» What you have to do:
Please extract every line in the records below that contains the word "above". Case counts.

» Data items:
## BEGIN
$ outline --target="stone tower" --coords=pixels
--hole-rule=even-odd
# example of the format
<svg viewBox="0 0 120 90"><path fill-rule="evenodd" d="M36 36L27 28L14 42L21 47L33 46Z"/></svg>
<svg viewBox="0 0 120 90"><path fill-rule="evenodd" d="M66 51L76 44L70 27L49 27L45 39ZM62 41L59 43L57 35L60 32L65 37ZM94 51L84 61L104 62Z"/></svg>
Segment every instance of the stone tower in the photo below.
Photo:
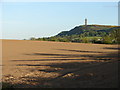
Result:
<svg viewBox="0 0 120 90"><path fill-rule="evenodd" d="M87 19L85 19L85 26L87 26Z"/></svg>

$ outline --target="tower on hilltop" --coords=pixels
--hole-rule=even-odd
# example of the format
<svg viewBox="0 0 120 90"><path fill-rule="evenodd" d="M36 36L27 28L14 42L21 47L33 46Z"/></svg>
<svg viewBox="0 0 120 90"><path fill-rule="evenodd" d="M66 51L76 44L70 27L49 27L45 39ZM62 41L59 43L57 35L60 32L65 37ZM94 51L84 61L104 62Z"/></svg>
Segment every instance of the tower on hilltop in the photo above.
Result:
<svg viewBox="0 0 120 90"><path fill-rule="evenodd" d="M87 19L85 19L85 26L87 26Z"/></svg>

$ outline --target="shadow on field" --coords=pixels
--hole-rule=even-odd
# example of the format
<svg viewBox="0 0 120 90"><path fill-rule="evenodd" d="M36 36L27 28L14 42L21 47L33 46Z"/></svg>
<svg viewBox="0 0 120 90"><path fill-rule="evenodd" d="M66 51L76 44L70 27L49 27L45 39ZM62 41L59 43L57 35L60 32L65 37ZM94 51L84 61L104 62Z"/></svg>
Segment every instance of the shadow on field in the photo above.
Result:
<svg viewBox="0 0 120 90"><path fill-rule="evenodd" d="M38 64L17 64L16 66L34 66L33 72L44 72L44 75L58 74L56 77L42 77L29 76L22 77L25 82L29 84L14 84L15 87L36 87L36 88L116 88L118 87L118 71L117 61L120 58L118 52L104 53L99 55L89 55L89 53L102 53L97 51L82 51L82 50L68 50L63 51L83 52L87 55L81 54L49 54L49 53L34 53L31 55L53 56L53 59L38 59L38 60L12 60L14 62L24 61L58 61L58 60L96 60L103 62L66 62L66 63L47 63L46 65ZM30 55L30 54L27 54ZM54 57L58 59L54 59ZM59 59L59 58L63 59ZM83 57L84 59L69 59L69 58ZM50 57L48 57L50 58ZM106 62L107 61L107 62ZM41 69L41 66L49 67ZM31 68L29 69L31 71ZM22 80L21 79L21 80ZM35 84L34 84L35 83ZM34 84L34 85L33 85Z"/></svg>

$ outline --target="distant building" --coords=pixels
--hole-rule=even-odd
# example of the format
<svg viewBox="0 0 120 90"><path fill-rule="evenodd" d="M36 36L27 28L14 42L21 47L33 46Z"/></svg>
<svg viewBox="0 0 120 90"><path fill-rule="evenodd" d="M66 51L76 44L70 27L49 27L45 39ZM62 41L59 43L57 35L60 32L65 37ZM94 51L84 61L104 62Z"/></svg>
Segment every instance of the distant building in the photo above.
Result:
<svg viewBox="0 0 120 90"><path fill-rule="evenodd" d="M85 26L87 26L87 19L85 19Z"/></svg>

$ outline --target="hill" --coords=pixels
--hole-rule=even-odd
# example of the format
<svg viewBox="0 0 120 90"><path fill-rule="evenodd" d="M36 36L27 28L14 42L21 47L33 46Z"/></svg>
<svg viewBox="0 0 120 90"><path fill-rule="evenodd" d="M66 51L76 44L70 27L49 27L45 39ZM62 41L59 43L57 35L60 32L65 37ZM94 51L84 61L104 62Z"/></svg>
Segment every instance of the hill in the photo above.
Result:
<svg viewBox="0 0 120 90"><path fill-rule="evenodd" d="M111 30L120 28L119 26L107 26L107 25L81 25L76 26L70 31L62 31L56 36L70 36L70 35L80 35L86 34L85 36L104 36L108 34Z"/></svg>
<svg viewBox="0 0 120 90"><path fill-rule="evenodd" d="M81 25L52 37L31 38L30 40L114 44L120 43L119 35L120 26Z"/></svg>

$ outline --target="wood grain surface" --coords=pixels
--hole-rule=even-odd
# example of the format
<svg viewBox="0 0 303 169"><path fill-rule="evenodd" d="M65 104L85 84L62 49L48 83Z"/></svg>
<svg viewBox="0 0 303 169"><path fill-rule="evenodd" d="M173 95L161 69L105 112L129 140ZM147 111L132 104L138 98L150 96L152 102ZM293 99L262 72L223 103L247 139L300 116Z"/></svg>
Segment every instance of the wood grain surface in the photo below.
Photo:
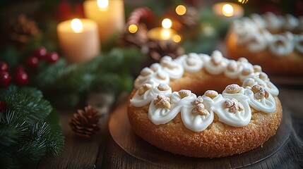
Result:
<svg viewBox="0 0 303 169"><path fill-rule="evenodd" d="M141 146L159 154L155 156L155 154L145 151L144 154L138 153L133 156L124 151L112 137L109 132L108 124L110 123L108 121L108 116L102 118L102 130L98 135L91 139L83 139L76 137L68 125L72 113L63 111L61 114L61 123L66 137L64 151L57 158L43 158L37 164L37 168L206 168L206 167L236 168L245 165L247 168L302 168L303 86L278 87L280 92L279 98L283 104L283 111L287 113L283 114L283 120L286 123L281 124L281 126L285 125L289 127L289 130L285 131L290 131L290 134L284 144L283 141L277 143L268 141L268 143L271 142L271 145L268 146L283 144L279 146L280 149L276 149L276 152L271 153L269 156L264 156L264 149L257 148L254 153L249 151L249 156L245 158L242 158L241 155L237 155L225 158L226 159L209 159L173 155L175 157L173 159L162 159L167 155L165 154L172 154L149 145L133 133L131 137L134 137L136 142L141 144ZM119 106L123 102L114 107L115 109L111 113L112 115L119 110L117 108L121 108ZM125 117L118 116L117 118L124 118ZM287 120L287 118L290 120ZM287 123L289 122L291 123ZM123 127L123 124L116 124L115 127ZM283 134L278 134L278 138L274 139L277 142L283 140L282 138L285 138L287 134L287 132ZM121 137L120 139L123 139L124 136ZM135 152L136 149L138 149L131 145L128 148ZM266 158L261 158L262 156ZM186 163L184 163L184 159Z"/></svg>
## END
## BEGIN
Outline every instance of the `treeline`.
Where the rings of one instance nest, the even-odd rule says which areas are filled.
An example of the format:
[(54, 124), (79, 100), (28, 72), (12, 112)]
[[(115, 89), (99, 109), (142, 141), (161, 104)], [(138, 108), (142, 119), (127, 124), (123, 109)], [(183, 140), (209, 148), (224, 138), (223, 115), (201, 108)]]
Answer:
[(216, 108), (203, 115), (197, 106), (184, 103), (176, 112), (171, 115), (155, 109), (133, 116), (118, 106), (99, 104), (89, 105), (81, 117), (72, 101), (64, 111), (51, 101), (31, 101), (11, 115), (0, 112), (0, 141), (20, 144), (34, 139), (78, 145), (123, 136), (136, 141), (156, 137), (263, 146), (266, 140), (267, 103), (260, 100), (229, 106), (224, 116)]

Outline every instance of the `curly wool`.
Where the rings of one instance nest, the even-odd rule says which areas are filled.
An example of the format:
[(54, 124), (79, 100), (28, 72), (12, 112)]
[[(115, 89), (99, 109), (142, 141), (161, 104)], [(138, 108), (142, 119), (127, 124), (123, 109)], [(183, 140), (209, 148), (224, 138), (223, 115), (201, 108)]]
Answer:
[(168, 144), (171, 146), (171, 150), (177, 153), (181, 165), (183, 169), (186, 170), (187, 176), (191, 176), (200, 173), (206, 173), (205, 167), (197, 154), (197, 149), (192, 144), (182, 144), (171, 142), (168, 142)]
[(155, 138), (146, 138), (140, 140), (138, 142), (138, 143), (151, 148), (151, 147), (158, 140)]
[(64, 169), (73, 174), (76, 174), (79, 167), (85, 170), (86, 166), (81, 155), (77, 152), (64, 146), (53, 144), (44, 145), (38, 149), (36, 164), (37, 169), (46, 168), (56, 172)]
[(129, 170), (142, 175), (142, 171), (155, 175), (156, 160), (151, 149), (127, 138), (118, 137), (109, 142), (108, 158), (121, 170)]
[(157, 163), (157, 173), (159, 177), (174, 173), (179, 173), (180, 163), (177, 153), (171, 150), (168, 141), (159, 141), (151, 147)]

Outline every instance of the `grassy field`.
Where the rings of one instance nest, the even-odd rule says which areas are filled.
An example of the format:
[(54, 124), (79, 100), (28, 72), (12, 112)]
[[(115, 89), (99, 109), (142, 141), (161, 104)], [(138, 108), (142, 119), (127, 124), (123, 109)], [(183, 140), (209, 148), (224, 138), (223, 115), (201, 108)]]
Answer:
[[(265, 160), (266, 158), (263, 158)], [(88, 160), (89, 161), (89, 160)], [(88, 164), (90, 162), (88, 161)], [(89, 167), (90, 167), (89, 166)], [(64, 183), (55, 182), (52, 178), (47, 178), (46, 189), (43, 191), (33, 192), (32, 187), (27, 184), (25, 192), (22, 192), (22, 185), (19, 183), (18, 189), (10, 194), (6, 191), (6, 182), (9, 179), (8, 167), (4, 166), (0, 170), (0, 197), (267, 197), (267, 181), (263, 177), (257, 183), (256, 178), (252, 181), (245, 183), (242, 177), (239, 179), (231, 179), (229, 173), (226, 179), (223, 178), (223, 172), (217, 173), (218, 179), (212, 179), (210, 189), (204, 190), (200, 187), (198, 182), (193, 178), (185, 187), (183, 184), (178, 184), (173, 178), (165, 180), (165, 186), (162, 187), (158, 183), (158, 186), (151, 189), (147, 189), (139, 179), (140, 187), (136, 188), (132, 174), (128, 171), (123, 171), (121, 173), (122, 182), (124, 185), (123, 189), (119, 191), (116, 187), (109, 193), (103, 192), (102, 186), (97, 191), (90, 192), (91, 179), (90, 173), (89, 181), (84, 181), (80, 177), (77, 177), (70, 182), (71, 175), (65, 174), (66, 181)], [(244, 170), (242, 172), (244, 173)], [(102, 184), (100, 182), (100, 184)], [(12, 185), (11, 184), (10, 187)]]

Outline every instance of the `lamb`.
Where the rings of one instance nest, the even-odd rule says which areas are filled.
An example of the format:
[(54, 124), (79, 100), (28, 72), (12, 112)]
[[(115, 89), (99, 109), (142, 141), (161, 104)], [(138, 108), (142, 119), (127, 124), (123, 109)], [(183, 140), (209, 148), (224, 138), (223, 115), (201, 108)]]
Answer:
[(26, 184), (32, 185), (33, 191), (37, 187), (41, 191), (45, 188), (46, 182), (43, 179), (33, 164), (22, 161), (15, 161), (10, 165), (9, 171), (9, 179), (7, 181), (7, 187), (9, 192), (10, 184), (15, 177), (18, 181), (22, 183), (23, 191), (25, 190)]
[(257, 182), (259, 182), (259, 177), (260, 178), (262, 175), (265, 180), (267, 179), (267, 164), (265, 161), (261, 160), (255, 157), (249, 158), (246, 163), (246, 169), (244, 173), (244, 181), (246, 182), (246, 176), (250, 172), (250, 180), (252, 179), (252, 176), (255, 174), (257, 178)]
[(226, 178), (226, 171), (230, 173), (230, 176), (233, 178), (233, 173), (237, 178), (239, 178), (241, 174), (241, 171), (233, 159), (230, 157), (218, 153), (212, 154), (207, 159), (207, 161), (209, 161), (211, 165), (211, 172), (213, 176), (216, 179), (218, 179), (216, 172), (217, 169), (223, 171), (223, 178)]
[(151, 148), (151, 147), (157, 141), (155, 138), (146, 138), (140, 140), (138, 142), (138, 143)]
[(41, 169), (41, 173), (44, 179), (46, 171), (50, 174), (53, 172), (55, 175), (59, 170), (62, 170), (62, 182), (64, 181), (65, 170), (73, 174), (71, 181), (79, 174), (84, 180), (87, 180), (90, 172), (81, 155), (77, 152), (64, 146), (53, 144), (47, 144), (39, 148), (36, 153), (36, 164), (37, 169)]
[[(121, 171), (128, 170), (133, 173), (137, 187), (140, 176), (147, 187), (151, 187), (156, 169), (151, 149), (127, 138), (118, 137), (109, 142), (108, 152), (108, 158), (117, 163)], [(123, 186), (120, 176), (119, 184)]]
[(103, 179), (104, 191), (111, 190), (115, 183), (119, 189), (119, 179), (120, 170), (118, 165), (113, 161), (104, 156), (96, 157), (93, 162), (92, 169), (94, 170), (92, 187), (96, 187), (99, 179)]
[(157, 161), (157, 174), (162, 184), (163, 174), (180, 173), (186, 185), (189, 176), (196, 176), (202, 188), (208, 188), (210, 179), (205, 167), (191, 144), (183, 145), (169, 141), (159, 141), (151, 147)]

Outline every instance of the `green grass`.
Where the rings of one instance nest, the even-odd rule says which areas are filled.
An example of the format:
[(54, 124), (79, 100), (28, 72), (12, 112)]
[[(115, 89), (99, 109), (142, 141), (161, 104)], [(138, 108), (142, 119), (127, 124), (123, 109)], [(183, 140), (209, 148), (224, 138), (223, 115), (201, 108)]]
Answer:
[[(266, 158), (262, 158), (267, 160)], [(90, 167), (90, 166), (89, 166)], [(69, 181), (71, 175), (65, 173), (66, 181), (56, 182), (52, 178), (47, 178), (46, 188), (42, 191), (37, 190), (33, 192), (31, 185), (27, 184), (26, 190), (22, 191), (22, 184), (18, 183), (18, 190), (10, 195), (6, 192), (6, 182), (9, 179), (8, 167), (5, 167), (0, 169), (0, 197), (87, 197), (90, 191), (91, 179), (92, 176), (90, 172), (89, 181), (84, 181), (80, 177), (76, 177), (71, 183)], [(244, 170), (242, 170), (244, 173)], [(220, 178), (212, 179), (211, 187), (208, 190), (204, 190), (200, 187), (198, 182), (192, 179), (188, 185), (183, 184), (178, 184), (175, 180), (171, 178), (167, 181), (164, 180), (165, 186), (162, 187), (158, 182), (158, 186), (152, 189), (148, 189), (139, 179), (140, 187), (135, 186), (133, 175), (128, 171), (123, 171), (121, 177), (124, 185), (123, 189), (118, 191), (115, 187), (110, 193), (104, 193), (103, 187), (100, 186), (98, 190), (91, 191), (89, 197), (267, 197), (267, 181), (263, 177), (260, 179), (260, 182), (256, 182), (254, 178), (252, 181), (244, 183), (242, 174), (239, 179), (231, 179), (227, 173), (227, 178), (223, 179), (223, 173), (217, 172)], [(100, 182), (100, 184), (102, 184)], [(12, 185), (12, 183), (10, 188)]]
## END
» Full solution:
Segment every instance of the tower on hilltop in the photo above.
Segment every instance of the shadow on field in the photo above.
Segment every instance of the distant building in the photo above.
Segment every instance of the hill in the photo above.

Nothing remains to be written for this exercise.